(Task goal):
Should any entry include an image, skip the image and copy the entry exactly.

──────── Input records ────────

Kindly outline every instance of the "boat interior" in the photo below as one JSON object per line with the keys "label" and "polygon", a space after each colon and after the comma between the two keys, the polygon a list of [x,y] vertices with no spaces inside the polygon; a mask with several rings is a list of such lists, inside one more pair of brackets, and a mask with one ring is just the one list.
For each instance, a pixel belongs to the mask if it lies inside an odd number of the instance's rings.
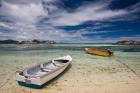
{"label": "boat interior", "polygon": [[58,68],[63,67],[67,62],[69,62],[69,60],[62,60],[62,59],[52,60],[46,63],[36,65],[31,68],[25,69],[22,74],[25,77],[43,76],[57,70]]}

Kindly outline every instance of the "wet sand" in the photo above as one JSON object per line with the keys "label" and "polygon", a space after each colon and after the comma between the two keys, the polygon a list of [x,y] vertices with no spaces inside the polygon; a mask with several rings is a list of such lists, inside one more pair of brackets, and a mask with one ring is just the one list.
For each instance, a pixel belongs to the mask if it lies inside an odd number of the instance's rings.
{"label": "wet sand", "polygon": [[[127,52],[116,52],[108,58],[65,51],[60,56],[65,53],[72,55],[72,66],[43,89],[19,86],[15,81],[15,71],[58,57],[58,54],[1,55],[0,93],[140,93],[139,52],[129,55]],[[131,56],[134,54],[137,56]]]}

────────

(Task answer):
Kindly outline every instance of the "boat interior" in the photo below as one JSON object per line with the keys "label" and "polygon", a space after each colon and after the comma between the two keys, the polygon a list of [x,y] vertices with no spaces inside the polygon; a mask with several rings is a list of such lists, inside one more pair of brackets, and a mask with one ring is just the one list.
For each instance, a pixel belongs to the mask if it lies inside an odd number of the instance's rings.
{"label": "boat interior", "polygon": [[58,68],[63,67],[67,62],[69,62],[69,60],[62,60],[62,59],[52,60],[46,63],[36,65],[31,68],[25,69],[22,74],[25,77],[43,76],[57,70]]}

Kindly outline every instance of the "wet sand" in the photo above as one JSON object per line with the keys "label" and "polygon", a space after each colon and after the comma between the two keys, the polygon a list of [x,y] vertices with no spaces inside the polygon; a mask with several rings is a list of such lists, inside one more pair of brackets, and a mask with one ring is just the one list.
For each instance, a pixel belongs to the mask if it lies inside an odd number of the instance's rings.
{"label": "wet sand", "polygon": [[[127,52],[116,52],[108,58],[65,51],[60,56],[65,53],[72,55],[72,66],[43,89],[19,86],[15,81],[15,71],[58,57],[58,54],[1,55],[0,93],[140,93],[139,52],[129,55]],[[131,56],[134,54],[137,56]]]}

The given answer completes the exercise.